**Supplied records:**
--- START ---
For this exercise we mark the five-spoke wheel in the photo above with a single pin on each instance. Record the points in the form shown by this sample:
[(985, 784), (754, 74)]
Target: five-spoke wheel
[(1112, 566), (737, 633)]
--- END ---
--- START ---
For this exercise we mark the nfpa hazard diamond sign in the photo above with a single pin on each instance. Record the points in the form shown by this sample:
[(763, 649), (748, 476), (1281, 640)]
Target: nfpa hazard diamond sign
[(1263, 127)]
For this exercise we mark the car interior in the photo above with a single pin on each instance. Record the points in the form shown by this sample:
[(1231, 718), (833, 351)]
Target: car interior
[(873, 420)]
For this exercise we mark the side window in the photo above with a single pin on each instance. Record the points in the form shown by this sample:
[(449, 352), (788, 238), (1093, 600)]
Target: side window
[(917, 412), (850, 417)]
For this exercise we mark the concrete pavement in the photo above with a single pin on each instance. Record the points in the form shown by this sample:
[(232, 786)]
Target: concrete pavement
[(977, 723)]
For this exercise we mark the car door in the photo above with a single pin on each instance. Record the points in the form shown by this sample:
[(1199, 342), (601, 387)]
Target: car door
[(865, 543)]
--- END ---
--- START ---
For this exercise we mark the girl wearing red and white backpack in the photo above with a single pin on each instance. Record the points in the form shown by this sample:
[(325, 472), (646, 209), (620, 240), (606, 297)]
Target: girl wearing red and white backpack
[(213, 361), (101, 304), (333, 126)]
--- END ---
**Task goal:** Locate every line in the data above that contains the word "photo", and copy each of those lines in full.

**Result of the exercise:**
For this exercise we mark the five-spoke wheel in the photo above with a single pin on each instance. Record the points in the form shown by this sample:
For this exercise we mark the nfpa hazard diamond sign in the photo above with a single pin on each instance. Record the points in the form shown by this sample:
For this exercise we mark the car interior in the photo above with a single pin on each instance. Record the points in the form shown by this sample:
For this exercise we mark the side window in the photo above with a single pin on each instance. Record the points in the form shown by this sample:
For this exercise we mark the concrete pavement in the photo above with a single pin on each instance. Record the points in the form shown by this sample:
For this exercise we mark the car door in the photo above with a single pin on each instance. Record the points in the form shown by this sample:
For this exercise we mark the girl wearing red and white backpack in the photo above with a single pin on each instance. Record the points in the form shown by this sample:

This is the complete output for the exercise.